■ INPUT DATA
--------

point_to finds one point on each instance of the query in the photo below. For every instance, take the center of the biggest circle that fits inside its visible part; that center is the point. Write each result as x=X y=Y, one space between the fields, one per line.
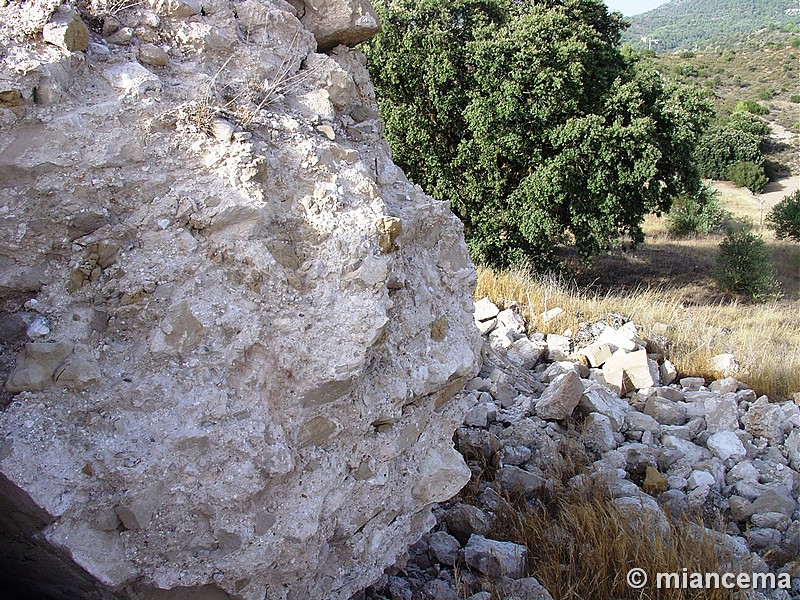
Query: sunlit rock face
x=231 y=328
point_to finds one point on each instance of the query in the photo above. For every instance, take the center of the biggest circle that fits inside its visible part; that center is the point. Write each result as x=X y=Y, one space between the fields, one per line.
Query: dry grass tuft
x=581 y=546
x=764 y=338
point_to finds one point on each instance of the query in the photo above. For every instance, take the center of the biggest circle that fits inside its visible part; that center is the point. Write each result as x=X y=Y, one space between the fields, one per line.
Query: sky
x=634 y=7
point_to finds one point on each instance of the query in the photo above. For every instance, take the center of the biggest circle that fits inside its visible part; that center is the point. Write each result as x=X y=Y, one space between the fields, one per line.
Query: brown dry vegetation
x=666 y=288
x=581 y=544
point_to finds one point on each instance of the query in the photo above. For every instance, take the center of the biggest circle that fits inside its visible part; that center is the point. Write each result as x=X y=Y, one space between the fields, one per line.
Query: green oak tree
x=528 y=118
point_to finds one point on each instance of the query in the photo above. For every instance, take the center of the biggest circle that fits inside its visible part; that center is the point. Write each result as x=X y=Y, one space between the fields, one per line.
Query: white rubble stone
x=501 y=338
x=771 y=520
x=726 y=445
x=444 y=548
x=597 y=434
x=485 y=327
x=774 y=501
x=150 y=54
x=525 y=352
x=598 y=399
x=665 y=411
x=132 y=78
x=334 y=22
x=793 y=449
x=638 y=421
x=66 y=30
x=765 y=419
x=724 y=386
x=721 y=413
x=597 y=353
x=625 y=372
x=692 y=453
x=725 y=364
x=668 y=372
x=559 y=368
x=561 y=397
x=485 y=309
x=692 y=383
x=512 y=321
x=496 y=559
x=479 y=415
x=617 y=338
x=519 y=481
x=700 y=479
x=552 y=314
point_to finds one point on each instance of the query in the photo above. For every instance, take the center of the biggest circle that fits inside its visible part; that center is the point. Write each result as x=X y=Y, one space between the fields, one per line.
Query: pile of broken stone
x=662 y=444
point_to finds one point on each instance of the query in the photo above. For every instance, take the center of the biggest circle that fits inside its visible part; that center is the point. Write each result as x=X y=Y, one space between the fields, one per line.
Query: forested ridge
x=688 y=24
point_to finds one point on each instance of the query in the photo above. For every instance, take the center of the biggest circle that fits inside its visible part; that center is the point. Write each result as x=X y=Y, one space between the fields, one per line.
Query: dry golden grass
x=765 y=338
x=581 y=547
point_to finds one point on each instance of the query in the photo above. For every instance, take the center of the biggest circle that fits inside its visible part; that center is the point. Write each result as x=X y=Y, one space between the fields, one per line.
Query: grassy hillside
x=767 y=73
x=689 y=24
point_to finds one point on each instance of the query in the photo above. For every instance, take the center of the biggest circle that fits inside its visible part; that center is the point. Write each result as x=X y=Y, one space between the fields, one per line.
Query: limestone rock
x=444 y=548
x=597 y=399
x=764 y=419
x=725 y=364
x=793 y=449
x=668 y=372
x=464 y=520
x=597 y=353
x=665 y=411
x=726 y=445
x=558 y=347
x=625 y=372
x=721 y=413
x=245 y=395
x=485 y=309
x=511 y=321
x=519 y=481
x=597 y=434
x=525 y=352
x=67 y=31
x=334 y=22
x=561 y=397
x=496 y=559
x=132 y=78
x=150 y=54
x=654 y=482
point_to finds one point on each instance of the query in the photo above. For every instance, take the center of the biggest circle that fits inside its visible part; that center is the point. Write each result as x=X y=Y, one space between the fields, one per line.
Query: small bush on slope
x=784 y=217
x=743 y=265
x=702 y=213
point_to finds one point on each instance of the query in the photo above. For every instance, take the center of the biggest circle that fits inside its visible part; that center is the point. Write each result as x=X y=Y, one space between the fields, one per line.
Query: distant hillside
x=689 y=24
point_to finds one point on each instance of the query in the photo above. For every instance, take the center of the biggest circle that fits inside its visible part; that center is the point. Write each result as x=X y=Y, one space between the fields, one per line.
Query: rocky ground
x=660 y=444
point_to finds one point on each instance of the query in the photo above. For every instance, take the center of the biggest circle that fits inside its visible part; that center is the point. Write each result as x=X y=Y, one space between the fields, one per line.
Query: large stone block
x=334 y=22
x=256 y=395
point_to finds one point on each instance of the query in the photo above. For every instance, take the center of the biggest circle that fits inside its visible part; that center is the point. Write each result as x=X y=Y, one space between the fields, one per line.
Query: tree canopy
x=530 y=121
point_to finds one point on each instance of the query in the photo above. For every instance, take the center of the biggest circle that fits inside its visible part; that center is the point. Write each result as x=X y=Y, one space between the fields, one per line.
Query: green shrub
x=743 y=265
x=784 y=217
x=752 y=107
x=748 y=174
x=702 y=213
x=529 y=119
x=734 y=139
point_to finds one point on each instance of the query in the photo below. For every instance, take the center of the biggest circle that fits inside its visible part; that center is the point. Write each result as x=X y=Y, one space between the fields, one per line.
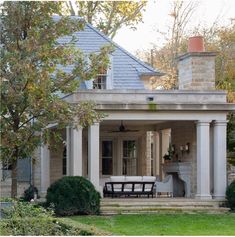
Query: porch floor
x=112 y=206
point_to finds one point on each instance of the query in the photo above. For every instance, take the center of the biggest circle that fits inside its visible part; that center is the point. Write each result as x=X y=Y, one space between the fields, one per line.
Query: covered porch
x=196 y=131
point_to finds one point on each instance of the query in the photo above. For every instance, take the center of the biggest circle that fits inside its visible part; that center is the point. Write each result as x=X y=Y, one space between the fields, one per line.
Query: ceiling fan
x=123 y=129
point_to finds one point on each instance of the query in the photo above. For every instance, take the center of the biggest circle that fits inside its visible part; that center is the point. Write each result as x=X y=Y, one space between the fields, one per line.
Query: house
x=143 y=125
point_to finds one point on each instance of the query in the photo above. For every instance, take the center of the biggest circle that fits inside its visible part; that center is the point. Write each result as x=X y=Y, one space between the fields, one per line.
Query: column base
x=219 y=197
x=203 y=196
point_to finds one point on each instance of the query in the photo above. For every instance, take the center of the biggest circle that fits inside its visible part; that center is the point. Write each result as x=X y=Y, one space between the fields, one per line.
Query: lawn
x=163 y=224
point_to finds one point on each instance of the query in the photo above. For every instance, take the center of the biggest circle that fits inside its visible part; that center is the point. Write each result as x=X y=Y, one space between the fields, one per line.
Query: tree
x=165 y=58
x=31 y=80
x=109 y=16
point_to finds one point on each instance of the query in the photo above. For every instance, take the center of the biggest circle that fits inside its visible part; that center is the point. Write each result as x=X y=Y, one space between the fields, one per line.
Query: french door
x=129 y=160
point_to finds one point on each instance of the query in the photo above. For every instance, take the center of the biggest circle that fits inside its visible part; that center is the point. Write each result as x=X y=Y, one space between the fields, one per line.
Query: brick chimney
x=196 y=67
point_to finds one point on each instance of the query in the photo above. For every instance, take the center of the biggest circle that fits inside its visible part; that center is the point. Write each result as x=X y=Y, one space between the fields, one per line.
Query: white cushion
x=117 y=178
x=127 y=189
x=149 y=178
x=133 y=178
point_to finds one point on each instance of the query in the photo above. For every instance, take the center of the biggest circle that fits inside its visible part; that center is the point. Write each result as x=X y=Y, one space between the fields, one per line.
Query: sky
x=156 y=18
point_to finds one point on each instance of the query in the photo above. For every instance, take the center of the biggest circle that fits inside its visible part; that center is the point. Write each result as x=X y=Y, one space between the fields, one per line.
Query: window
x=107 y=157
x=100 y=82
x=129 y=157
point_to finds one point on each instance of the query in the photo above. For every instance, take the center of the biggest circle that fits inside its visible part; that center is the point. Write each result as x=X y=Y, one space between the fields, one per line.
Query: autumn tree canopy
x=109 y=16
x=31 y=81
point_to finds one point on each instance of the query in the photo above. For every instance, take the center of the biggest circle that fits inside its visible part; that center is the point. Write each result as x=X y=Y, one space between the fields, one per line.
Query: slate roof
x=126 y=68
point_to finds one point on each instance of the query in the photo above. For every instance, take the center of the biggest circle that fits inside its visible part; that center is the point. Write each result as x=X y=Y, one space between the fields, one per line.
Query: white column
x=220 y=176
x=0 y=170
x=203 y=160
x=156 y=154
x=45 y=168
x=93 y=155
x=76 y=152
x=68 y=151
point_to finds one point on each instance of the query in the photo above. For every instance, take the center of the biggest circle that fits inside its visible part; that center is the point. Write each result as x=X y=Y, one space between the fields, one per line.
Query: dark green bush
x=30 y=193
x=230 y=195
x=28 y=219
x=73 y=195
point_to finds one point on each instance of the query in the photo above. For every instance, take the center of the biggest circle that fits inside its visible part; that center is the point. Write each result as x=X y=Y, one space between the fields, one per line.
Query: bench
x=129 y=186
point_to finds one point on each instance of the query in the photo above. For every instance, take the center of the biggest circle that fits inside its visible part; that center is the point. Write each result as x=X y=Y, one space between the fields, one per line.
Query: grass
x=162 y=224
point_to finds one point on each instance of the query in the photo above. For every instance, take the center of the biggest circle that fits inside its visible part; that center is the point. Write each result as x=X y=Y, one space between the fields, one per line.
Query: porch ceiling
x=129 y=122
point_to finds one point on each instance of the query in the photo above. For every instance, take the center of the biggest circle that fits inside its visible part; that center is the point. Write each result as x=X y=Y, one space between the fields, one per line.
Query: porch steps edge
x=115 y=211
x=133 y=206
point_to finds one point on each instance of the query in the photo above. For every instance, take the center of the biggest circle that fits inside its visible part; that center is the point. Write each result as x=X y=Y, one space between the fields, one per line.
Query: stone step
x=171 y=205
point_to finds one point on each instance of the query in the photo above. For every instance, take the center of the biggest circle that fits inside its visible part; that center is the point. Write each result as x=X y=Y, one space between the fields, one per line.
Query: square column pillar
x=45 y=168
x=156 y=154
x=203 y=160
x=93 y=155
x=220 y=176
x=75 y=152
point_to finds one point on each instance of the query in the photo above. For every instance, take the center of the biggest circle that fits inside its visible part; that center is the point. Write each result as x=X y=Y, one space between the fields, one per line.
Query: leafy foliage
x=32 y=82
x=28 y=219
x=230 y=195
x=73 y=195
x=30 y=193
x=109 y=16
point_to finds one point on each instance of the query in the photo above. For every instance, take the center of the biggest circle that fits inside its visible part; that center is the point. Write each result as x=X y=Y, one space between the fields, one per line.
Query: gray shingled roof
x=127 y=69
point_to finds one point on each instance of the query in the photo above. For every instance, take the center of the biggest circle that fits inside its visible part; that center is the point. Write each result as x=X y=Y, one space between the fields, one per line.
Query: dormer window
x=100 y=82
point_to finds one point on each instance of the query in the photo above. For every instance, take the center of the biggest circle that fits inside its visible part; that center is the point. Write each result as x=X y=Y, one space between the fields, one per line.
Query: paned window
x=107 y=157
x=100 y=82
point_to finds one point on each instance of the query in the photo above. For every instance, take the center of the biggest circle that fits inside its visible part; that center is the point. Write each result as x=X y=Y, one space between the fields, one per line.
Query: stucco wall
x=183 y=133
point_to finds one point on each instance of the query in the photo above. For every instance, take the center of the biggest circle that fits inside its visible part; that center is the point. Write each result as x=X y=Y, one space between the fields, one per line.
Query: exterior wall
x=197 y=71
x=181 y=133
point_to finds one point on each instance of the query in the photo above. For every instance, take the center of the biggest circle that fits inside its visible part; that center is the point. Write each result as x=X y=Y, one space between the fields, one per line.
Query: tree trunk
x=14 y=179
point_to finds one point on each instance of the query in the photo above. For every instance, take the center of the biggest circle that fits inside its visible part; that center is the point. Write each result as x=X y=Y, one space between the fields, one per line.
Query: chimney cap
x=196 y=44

--------

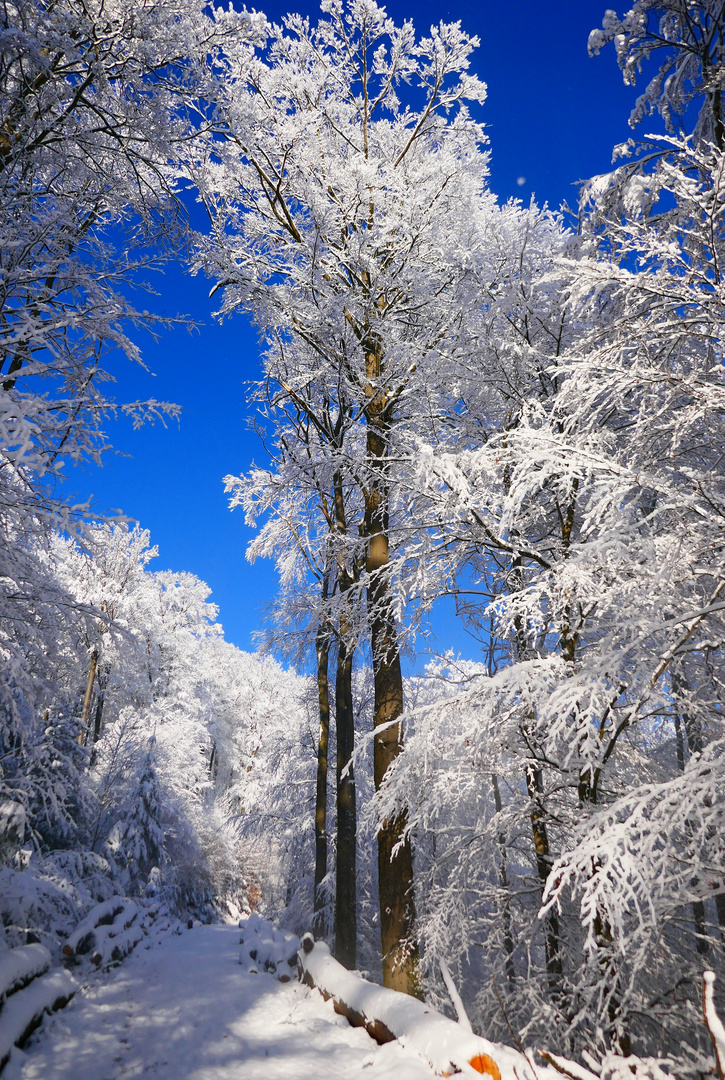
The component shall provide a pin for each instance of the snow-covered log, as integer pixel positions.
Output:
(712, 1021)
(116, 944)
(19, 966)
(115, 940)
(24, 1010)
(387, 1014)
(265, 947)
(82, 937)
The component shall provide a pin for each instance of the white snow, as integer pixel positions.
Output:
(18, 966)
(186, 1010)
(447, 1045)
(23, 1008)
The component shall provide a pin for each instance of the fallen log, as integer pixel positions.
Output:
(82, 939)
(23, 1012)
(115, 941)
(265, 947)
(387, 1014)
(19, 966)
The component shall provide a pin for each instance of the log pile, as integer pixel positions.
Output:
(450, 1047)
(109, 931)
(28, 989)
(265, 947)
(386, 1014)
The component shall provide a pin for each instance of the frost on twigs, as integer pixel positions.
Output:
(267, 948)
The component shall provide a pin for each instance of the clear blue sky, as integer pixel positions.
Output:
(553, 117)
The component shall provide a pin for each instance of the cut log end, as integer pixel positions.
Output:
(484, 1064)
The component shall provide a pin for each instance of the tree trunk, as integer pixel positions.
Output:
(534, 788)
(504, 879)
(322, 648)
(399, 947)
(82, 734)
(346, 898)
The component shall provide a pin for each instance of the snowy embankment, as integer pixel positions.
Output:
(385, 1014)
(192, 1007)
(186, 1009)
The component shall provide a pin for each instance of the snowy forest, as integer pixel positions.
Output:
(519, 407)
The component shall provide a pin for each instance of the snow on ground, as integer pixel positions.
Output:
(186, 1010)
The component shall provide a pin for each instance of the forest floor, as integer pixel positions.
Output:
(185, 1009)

--------

■ EXERCISE DETAILS
Please reproduce verbatim the material between the lines holding "ground, as integer pixel positions." and "(185, 1009)", inclusive.

■ RESULT
The component shall provide a pin for each instance of the snow on ground, as integer pixel positions.
Output:
(186, 1010)
The component shall provide a pin for each instance of the forest floor, as integer pixel positions.
Output:
(185, 1009)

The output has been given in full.